— start EXCERPT —

A hint: For the first picture, think Indian. (I mean Indian Indian.)


----------



## Rondo (Jul 11, 2007)

Im guessing from the last picture that they're Russian...??


----------



## opus67 (Jan 30, 2007)

They?? It's just one name.


----------



## Rondo (Jul 11, 2007)

he/she...since I dont know, I was being gender-neutral


----------



## Morigan (Oct 16, 2006)

Chai - cove - sky 

Tchaikovsky ;D this is fun, good job.


----------



## opus67 (Jan 30, 2007)

Exactement, Morigan!

Here's another one.


----------



## Guest (Oct 29, 2007)

Khachaturian?


----------



## opus67 (Jan 30, 2007)

Yes, indeed!


----------



## Rondo (Jul 11, 2007)

To continue...


----------



## ChamberNut (Jan 30, 2007)

Kabelevsky?


----------



## Rondo (Jul 11, 2007)

Yes! Thought of him while listening to one of my favorite vln concerto's


----------



## ChamberNut (Jan 30, 2007)

Composer and work


----------



## opus67 (Jan 30, 2007)

The Wild Dove
Dvorak

(I have no idea about the first two pics.)

— end EXCERPT —
— start DATASET CONTENT —

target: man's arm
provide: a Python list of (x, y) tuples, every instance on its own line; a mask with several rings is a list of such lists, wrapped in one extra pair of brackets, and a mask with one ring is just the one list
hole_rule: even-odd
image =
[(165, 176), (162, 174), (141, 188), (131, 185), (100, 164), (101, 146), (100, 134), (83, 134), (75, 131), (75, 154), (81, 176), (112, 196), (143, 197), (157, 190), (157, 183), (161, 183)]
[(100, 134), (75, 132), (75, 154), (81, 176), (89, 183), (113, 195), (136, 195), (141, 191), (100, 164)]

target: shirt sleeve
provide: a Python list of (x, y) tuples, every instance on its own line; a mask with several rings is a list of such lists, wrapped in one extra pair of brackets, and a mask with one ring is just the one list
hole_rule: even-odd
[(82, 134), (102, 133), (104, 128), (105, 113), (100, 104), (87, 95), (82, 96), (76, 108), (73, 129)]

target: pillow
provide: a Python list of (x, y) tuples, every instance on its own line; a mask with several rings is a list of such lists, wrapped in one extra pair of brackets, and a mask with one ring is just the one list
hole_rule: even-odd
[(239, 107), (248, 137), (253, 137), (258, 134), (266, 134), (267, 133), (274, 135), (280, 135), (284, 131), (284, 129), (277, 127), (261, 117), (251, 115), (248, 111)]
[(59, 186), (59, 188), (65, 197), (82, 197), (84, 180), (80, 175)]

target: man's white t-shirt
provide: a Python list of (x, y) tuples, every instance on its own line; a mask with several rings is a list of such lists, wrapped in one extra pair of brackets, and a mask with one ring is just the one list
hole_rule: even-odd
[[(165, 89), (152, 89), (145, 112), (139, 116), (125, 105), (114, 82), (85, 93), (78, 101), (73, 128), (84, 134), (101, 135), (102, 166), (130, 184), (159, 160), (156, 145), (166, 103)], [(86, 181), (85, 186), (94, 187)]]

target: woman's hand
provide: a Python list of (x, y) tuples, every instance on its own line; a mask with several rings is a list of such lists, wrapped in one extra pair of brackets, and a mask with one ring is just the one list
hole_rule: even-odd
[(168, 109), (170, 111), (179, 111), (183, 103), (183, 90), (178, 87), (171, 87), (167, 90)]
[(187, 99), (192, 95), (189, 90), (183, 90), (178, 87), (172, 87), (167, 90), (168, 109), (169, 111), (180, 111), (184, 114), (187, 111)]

— end DATASET CONTENT —

◆ TASK INSTRUCTIONS
1) Answer these questions about the forum thread:
(a) Which composer does Morigan name from "Chai - cove - sky"?
(b) What name does ChamberNut guess after Rondo writes "To continue..."?
(c) Which work and composer does opus67 give in the final post?
2) Rename "hole_rule" to "fill_rule" in the records, from the line with "target: woman's hand" up to and including the last line of the records. Leave all else unchanged, and return only those lines.
The text and the records were taken from separate sources.

◆ SOLUTIONS TO THE PROBLEMS
1)
(a) Tchaikovsky
(b) Kabelevsky
(c) The Wild Dove, by Dvorak

2)
target: woman's hand
provide: a Python list of (x, y) tuples, every instance on its own line; a mask with several rings is a list of such lists, wrapped in one extra pair of brackets, and a mask with one ring is just the one list
fill_rule: even-odd
[(168, 109), (170, 111), (179, 111), (183, 103), (183, 90), (178, 87), (171, 87), (167, 90)]
[(187, 99), (192, 95), (189, 90), (183, 90), (178, 87), (172, 87), (167, 90), (168, 109), (169, 111), (180, 111), (184, 114), (187, 111)]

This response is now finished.